Quoted passage:
******************************

Friday, January 30, 2009

TGIF

I have to say that I have been in a good mood almost all day. There were a couple of moments where I was kind of annoyed and almost angry, but for the most part, I have been in a good mood all day. On the other hand, my stomach has been bothering me all day.

One of my observations today is that I smiled more, and I tried to say something nice to random people today. Before getting on the bus, I talked to my neighbor briefly. After getting my coffee, I told the lady at Cafe Ono that I hope her day got better. While at the bank, I talked to the teller some, and at the gas station, I was polite to the lady ringing me up.

As for that person I was worried about? Well, she says she is 100% fine, and she wish I would stop asking if she was upset. I don't completely believe her, but I am going to try not to ask so much. However, I will continue to try to give her hugs. Oh. We might also grab a drink this weekend. Hopefully.

Technically, I am no longer employed after tomorrow. I talked to the other temp in my position, and we're not sure if we should show up on Monday or not. Part of me just wants to stay in, but more than likely I will go to work. Worst case scenario: I go home early.

When I got home, I noticed that my roommate had The French Connection from Netflix, so I watched it. I was going to watch The Muppets, but I decided to watch this movie instead. It was good, but I did not think it was all that great. However, the car-train chase was pretty sweet. Definitely the best part of the movie.

My friend challenged me to try a new beer today. I succeeded. It was Lagunitas Imperial Stout. It was tasty but strong. I believe it may be part of the reason I am ready for bed before 10:00 PM.

Did I mention that my side is hurting?

Thursday, January 29, 2009

Just a Day

When I awoke today, I knew it was going to be a day. Not bad nor good. Just a day. Well that is what it proved to be.

At work, I was somewhat busy, but I still had plenty of time to goof off. Actually, these are the kind of days I enjoy. I know I am productive, but I am not overwhelmed. Speaking of working, I am worried about someone, but that is a whole different story. Actually, tomorrow is my last day technically. My temp agreement is coming to a close.

After work, Alex #3 and I went to one of the Thursday Pub Quizzes. It was a small crowd but fun. We finished fourth out of five. For most of the night, we were in third, so our fall kind of hurt. Oh well. We guessed on a lot of answers. The word scramble killed us. Geochemical definitely makes more sense than chemiogical. Yeah. I made up a word.

On the whole, I failed at my goal of reading more today. On my bus ride in, I realized that I had left my book at work, so it was impossible to read then. At lunch, I decided to head back to the desk and do something nice for the people working. Only one of them took me up on my offer for something from Starbucks. Luckily, it was the one I wanted to. Still, I read some. Tomorrow I will do more.

Well now, I am going to get ready for bed. My 5:30 AM alarm will be here before I know it. Of course, I won't get out of bed until 6:20, but I am still feeling kind of sick. I need all the rest I can get.

******************************

(Pointing dataset excerpts)
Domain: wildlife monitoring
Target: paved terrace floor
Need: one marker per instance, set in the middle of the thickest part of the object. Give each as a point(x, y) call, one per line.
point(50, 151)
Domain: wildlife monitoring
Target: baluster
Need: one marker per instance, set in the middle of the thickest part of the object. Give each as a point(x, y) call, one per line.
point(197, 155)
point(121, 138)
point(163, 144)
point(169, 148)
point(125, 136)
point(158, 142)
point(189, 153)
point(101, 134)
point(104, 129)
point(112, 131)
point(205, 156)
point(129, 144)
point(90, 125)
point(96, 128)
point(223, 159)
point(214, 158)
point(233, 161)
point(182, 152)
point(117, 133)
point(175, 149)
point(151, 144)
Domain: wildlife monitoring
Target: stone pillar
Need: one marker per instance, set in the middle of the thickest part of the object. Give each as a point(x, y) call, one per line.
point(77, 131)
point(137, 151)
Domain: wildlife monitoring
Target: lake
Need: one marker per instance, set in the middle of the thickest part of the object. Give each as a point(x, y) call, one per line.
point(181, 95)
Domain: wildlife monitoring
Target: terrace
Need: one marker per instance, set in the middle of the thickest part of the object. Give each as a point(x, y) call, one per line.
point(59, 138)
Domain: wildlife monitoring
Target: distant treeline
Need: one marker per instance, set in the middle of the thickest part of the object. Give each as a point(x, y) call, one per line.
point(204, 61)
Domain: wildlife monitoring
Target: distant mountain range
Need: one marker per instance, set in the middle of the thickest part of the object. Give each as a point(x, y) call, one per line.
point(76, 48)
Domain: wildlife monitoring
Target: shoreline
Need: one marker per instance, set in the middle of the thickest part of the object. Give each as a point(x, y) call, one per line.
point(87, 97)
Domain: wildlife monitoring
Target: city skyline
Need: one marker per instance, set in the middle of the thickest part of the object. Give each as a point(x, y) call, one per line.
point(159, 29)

******************************

Exercise task 1: Recast the listing as a numbered list without blank lines, starting at its first line and ending at the line that contains "point(181, 95)".
Exercise task 2: Continue the diary from where it stops.

Written reply 1:
1. Domain: wildlife monitoring
2. Target: paved terrace floor
3. Need: one marker per instance, set in the middle of the thickest part of the object. Give each as a point(x, y) call, one per line.
4. point(50, 151)
5. Domain: wildlife monitoring
6. Target: baluster
7. Need: one marker per instance, set in the middle of the thickest part of the object. Give each as a point(x, y) call, one per line.
8. point(197, 155)
9. point(121, 138)
10. point(163, 144)
11. point(169, 148)
12. point(125, 136)
13. point(158, 142)
14. point(189, 153)
15. point(101, 134)
16. point(104, 129)
17. point(112, 131)
18. point(205, 156)
19. point(129, 144)
20. point(90, 125)
21. point(96, 128)
22. point(223, 159)
23. point(214, 158)
24. point(233, 161)
25. point(182, 152)
26. point(117, 133)
27. point(175, 149)
28. point(151, 144)
29. Domain: wildlife monitoring
30. Target: stone pillar
31. Need: one marker per instance, set in the middle of the thickest part of the object. Give each as a point(x, y) call, one per line.
32. point(77, 131)
33. point(137, 151)
34. Domain: wildlife monitoring
35. Target: lake
36. Need: one marker per instance, set in the middle of the thickest part of the object. Give each as a point(x, y) call, one per line.
37. point(181, 95)

Written reply 2:
Wednesday, January 28, 2009

Hunting Lions

I don't know if this is true or not. It is just the way it is told, and it is the way I heard it. (Or read it I should say.)

When lions hunt in Africa, they split into two groups. One contains the young and strong members of the pride; the other has the old and weaker members. The two groups gather on different sides of the prey.

Now these old lions may not have as many teeth nor may they have as sharp as claws. However, they do still have mighty voices. When the time comes, the old lions release these deafening roars that terrify the prey.

Instinctively, the startled prey decides to run away from the perceived danger. They run the opposite direction Unfortunately, they run into a more dangerous and harmful situation.

After reading this story, I have been trying to apply it more to my life. Too often, I let fear control my life. When a situation arises, I run away. In doing so, I find myself still getting hurt. Unlike the prey, I believe I need to face my fears more.

Now in this current troubling situation I am dealing with, I hear the lions roaring. Part of me wants to just run away, but I know down that path I will just get hurt like I always do. I will just be letting myself down.

On the other hand, maybe I should try and run towards the situation instead. However, that seems completely fool hearty. By this point, I really should just give up, but then deep inside my a heart, a voice shouts, "No. Not this time."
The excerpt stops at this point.